* [WORK REQUEST]
When the records are reproduced, each one must match exactly, and no picture may be kept.

* [INPUT]

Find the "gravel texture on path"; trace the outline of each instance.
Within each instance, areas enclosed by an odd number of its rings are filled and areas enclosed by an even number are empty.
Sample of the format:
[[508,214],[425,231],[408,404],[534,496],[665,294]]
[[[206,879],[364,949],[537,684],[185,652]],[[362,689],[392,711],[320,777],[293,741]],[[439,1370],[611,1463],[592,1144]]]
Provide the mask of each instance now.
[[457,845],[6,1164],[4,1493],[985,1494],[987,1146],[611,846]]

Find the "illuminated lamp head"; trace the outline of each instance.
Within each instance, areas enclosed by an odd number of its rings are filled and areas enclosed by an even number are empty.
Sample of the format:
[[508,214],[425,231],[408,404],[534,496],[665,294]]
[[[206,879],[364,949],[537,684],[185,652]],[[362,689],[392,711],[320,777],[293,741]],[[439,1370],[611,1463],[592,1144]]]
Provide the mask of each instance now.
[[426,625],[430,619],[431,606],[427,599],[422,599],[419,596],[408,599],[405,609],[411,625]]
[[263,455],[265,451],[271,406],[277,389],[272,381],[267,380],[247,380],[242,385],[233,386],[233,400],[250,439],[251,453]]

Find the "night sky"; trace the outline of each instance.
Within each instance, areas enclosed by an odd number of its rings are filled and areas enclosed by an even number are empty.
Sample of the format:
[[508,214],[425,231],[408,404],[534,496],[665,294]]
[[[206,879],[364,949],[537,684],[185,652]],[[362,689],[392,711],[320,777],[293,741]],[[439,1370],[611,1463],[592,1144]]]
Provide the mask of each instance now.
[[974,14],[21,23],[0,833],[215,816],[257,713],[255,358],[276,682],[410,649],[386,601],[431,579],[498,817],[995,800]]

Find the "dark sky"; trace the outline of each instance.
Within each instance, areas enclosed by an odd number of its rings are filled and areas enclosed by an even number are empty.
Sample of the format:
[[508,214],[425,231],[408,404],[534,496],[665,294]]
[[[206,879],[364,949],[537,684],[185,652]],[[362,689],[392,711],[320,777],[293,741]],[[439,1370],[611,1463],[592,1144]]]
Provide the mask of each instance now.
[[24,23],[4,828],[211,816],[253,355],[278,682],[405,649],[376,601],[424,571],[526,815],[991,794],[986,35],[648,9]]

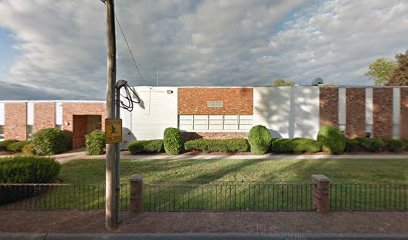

* [WRITTEN REPLY]
Find the "gravel texture on path"; trace the outline of each instance.
Within each instance, areas enclosed by an odd number of its rings are filled and areas enclosed by an even number are empty.
Sample of the format:
[[508,214],[425,231],[408,404],[534,496],[665,294]]
[[[206,879],[364,949],[537,684],[185,652]],[[362,689],[392,711],[320,777],[293,741]],[[439,1370],[611,1463],[592,1144]]]
Provide the mask of each instance now.
[[457,845],[6,1164],[4,1493],[985,1494],[987,1146],[611,846]]

Find the "illuminated lamp head"; trace the outline of each instance.
Within each instance, areas enclosed by an odd number of its rings are filled and areas enclosed by an even number are empty.
Sample of the format:
[[508,214],[425,231],[408,404],[534,496],[665,294]]
[[[206,879],[364,949],[537,684],[185,652]],[[362,689],[392,711],[320,777],[293,741]],[[439,1370],[611,1463],[592,1144]]]
Provide the mask of each instance now.
[[426,625],[430,619],[431,606],[427,599],[422,599],[419,596],[408,599],[405,609],[411,625]]
[[263,455],[265,451],[271,406],[277,389],[272,381],[267,380],[247,380],[242,385],[233,386],[233,400],[250,439],[251,453]]

Find the "night sky"; trace the outline of each instance.
Within each instance, areas enclosed by an odd number of its rings are filled and areas enclosed by an even number are empty.
Sample of the format:
[[508,214],[425,231],[408,404],[534,496],[665,294]]
[[[206,879],[364,949],[537,684],[185,652]],[[362,689],[392,711],[320,777],[293,741]],[[439,1370],[611,1463],[592,1144]]]
Provide the mask of each instance now.
[[974,14],[21,23],[0,833],[215,816],[257,713],[255,358],[276,682],[410,649],[386,601],[431,579],[498,817],[995,800]]

Find the "dark sky"; trace the outline of each instance.
Within each instance, areas enclosed by an odd number of its rings are filled and areas enclosed by an even number are empty.
Sample of the format:
[[508,214],[425,231],[408,404],[534,496],[665,294]]
[[[206,879],[364,949],[537,684],[185,652]],[[362,689],[392,711],[320,777],[293,741]],[[439,1370],[611,1463],[592,1144]]]
Provide the mask of each instance now.
[[24,23],[4,828],[211,816],[253,355],[278,682],[405,649],[376,601],[424,571],[526,815],[991,794],[986,35],[648,9]]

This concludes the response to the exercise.